* [Your tasks]
[1] In the thread on the "new" operator, what does the expression "Class1()" create in C++?
[2] Reproduce the part of the thread on the "new" operator between "It's a self" and "than in Python.", inclusive.

* [Passage]
_____

Why do C# and Java bother with the "new" operator? - language-design

Why does the new operator exist in modern languages such as C# and Java? Is it purely a self documenting code feature, or does it serve any actual purpose?
For instance the following example:
Class1 obj = new Class1();
Class1 foo()
{
return new Class1();
}
Is as easy to read as the more Pythonesque way of writing it:
Class1 obj = Class1();
Class1 foo()
{
return Class1();
}
EDIT: Cowan hit the nail on the head with the clarification of the question: Why did they choose this syntax?

It's a self documenting feature.
It's a way to make it possible to name a method "Class1" in some other class

Class1 obj = Class1();
In C# and Java, you need the "new" keyword because without it, it treats "Class1()" as a call to a method whose name is "Class1".

The usefulness is of documentation - it's easier to distinguish object creations from method invocations than in Python.
The reason is historic, and comes straight from the C++ syntax.
In C++, "Class1()" is an expression creating a Class1 instance on the stack. For instance:
vector a = vector();
In this case, a vector is created and copied to the vector a (an optimizer can remove the redundant copy in some cases).

_____

* [Data shown]
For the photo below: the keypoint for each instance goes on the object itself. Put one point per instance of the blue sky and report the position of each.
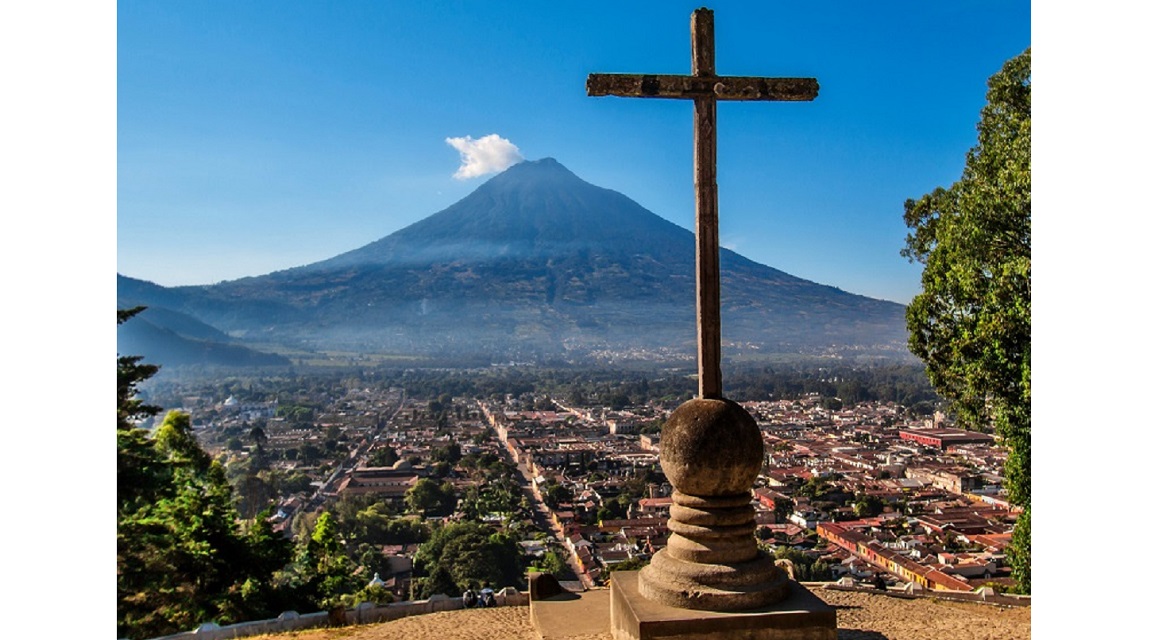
(265, 135)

_____

* [Results in order]
[1] It creates a Class1 instance on the stack.

[2]
It's a self documenting feature.
It's a way to make it possible to name a method "Class1" in some other class

Class1 obj = Class1();
In C# and Java, you need the "new" keyword because without it, it treats "Class1()" as a call to a method whose name is "Class1".

The usefulness is of documentation - it's easier to distinguish object creations from method invocations than in Python.